EXERCISE DESCRIPTION ->
Arrange every line of the records below as a JSON list of strings, one string per line, with blank lines omitted.

MATERIAL PROVIDED ->
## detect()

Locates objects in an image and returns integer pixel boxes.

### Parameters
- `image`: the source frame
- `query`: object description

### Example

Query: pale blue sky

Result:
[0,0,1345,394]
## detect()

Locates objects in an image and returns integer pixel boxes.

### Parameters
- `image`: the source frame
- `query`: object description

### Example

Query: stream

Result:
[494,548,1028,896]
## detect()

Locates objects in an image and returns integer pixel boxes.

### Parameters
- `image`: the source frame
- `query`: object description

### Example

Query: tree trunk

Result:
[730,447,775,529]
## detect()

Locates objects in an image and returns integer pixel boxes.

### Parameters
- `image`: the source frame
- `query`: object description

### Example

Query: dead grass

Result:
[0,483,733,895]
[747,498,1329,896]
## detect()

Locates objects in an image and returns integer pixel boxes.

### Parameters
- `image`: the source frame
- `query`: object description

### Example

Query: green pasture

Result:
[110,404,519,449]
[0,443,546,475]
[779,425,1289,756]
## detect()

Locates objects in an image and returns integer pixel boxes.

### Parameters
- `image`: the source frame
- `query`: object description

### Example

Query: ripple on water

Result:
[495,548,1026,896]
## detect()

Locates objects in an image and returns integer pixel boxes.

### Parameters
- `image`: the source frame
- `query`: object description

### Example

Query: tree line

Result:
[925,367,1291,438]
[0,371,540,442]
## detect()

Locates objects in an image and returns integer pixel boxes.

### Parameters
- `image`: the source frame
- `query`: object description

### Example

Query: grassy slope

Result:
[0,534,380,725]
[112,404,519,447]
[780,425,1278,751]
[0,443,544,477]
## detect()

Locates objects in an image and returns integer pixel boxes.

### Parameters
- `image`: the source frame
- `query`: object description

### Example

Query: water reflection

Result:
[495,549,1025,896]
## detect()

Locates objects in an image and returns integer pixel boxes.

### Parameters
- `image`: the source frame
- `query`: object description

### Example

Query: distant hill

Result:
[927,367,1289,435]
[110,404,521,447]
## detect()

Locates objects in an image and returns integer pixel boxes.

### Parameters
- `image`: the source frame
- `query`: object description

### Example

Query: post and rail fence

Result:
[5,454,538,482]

THE REPLY ->
[
  "## detect()",
  "Locates objects in an image and returns integer pixel boxes.",
  "### Parameters",
  "- `image`: the source frame",
  "- `query`: object description",
  "### Example",
  "Query: pale blue sky",
  "Result:",
  "[0,0,1345,394]",
  "## detect()",
  "Locates objects in an image and returns integer pixel boxes.",
  "### Parameters",
  "- `image`: the source frame",
  "- `query`: object description",
  "### Example",
  "Query: stream",
  "Result:",
  "[494,548,1028,896]",
  "## detect()",
  "Locates objects in an image and returns integer pixel boxes.",
  "### Parameters",
  "- `image`: the source frame",
  "- `query`: object description",
  "### Example",
  "Query: tree trunk",
  "Result:",
  "[730,447,775,529]",
  "## detect()",
  "Locates objects in an image and returns integer pixel boxes.",
  "### Parameters",
  "- `image`: the source frame",
  "- `query`: object description",
  "### Example",
  "Query: dead grass",
  "Result:",
  "[0,483,733,895]",
  "[747,498,1329,896]",
  "## detect()",
  "Locates objects in an image and returns integer pixel boxes.",
  "### Parameters",
  "- `image`: the source frame",
  "- `query`: object description",
  "### Example",
  "Query: green pasture",
  "Result:",
  "[110,404,519,449]",
  "[0,443,546,475]",
  "[779,425,1289,756]",
  "## detect()",
  "Locates objects in an image and returns integer pixel boxes.",
  "### Parameters",
  "- `image`: the source frame",
  "- `query`: object description",
  "### Example",
  "Query: ripple on water",
  "Result:",
  "[495,548,1026,896]",
  "## detect()",
  "Locates objects in an image and returns integer pixel boxes.",
  "### Parameters",
  "- `image`: the source frame",
  "- `query`: object description",
  "### Example",
  "Query: tree line",
  "Result:",
  "[925,367,1291,438]",
  "[0,371,540,442]",
  "## detect()",
  "Locates objects in an image and returns integer pixel boxes.",
  "### Parameters",
  "- `image`: the source frame",
  "- `query`: object description",
  "### Example",
  "Query: grassy slope",
  "Result:",
  "[0,534,380,725]",
  "[112,404,519,447]",
  "[780,425,1278,751]",
  "[0,443,544,477]",
  "## detect()",
  "Locates objects in an image and returns integer pixel boxes.",
  "### Parameters",
  "- `image`: the source frame",
  "- `query`: object description",
  "### Example",
  "Query: water reflection",
  "Result:",
  "[495,549,1025,896]",
  "## detect()",
  "Locates objects in an image and returns integer pixel boxes.",
  "### Parameters",
  "- `image`: the source frame",
  "- `query`: object description",
  "### Example",
  "Query: distant hill",
  "Result:",
  "[927,367,1289,435]",
  "[110,404,521,447]",
  "## detect()",
  "Locates objects in an image and returns integer pixel boxes.",
  "### Parameters",
  "- `image`: the source frame",
  "- `query`: object description",
  "### Example",
  "Query: post and rail fence",
  "Result:",
  "[5,454,538,482]"
]